■ MATERIAL SHOWN:
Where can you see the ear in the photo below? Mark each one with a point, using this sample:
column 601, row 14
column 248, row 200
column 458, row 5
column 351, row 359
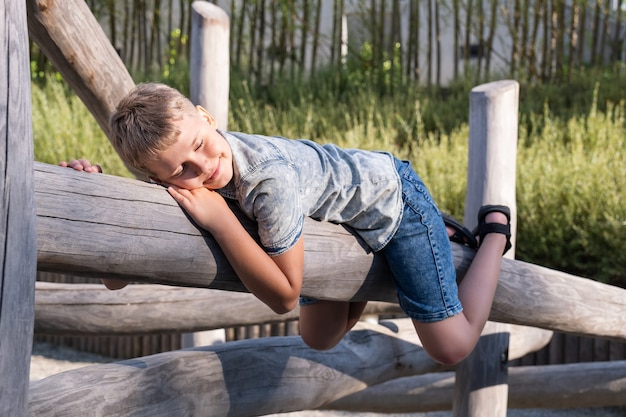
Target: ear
column 155, row 180
column 207, row 116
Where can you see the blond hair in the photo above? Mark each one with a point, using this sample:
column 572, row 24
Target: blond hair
column 143, row 124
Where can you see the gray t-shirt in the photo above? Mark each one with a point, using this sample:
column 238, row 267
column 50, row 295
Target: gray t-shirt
column 278, row 181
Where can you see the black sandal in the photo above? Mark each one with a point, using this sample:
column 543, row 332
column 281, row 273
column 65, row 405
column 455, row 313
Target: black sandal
column 484, row 229
column 461, row 234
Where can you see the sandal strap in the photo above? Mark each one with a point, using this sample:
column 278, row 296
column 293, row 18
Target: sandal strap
column 461, row 234
column 483, row 229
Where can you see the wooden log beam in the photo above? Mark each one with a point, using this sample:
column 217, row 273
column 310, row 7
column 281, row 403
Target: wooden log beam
column 84, row 309
column 72, row 39
column 576, row 385
column 17, row 222
column 247, row 378
column 105, row 226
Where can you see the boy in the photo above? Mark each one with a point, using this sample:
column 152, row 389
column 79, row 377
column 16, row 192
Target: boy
column 277, row 182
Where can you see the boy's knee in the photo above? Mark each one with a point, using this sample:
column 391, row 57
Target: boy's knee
column 319, row 343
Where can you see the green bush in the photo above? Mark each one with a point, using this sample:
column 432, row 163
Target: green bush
column 570, row 182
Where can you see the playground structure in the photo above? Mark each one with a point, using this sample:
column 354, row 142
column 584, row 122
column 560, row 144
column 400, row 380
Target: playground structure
column 133, row 219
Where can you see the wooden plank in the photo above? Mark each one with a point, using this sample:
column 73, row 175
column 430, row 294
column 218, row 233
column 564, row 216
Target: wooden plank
column 571, row 386
column 18, row 247
column 248, row 377
column 105, row 226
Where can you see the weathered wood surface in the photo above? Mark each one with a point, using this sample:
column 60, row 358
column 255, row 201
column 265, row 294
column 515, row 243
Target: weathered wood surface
column 83, row 309
column 481, row 383
column 71, row 37
column 577, row 385
column 105, row 226
column 18, row 247
column 249, row 377
column 209, row 62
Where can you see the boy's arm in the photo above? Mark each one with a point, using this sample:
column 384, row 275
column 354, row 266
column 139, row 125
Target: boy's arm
column 276, row 281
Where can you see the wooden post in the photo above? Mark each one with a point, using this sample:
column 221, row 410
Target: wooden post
column 481, row 382
column 210, row 83
column 210, row 62
column 18, row 254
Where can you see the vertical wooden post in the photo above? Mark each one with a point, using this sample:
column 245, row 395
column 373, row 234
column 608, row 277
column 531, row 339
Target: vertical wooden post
column 210, row 62
column 481, row 380
column 209, row 87
column 18, row 254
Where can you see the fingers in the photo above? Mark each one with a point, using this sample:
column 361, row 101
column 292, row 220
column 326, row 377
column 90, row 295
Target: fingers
column 81, row 165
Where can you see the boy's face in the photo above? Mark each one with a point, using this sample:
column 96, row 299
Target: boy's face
column 200, row 157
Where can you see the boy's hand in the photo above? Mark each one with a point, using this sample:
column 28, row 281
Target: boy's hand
column 205, row 207
column 81, row 165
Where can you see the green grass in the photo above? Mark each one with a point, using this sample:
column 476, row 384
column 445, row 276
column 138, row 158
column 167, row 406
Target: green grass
column 571, row 182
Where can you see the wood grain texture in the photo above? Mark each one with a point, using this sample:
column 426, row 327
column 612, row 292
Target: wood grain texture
column 570, row 386
column 71, row 37
column 91, row 309
column 18, row 246
column 245, row 378
column 98, row 225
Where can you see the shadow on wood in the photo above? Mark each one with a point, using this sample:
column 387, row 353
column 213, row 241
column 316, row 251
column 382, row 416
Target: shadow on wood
column 103, row 226
column 248, row 377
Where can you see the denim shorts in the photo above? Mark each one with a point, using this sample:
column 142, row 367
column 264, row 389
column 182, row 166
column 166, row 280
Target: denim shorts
column 419, row 255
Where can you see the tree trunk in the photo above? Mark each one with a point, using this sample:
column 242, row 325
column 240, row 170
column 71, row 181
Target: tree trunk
column 244, row 378
column 143, row 235
column 577, row 385
column 91, row 309
column 18, row 246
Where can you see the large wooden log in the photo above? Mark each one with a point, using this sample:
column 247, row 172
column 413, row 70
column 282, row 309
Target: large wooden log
column 105, row 226
column 82, row 309
column 481, row 378
column 71, row 37
column 17, row 224
column 247, row 378
column 576, row 385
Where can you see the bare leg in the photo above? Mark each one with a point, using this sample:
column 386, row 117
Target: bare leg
column 451, row 340
column 323, row 324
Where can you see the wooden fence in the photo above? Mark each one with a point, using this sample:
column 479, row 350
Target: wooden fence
column 562, row 349
column 223, row 380
column 543, row 40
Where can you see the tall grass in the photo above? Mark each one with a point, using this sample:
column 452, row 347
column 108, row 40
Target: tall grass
column 63, row 129
column 571, row 182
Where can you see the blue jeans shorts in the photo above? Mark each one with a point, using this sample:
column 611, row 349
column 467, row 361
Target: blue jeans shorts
column 419, row 255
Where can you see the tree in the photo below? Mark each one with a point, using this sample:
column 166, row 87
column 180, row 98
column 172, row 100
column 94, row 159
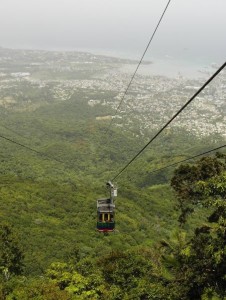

■ DESCRIPTION OF THE TASK: Rewrite everything from the start of the data down through the line containing "column 143, row 124", substituting "fair hair" for "blond hair" and keeping all else the same. Leave the pictures out of your answer.

■ RESPONSE:
Where can you see the ear in the photo below? Mark each one with a point, using this sample:
column 601, row 14
column 248, row 200
column 458, row 5
column 351, row 359
Target: ear
column 155, row 180
column 207, row 116
Where can you see the fair hair in the photo above? Mark each one with a point, using this sample:
column 572, row 24
Target: fair hair
column 143, row 124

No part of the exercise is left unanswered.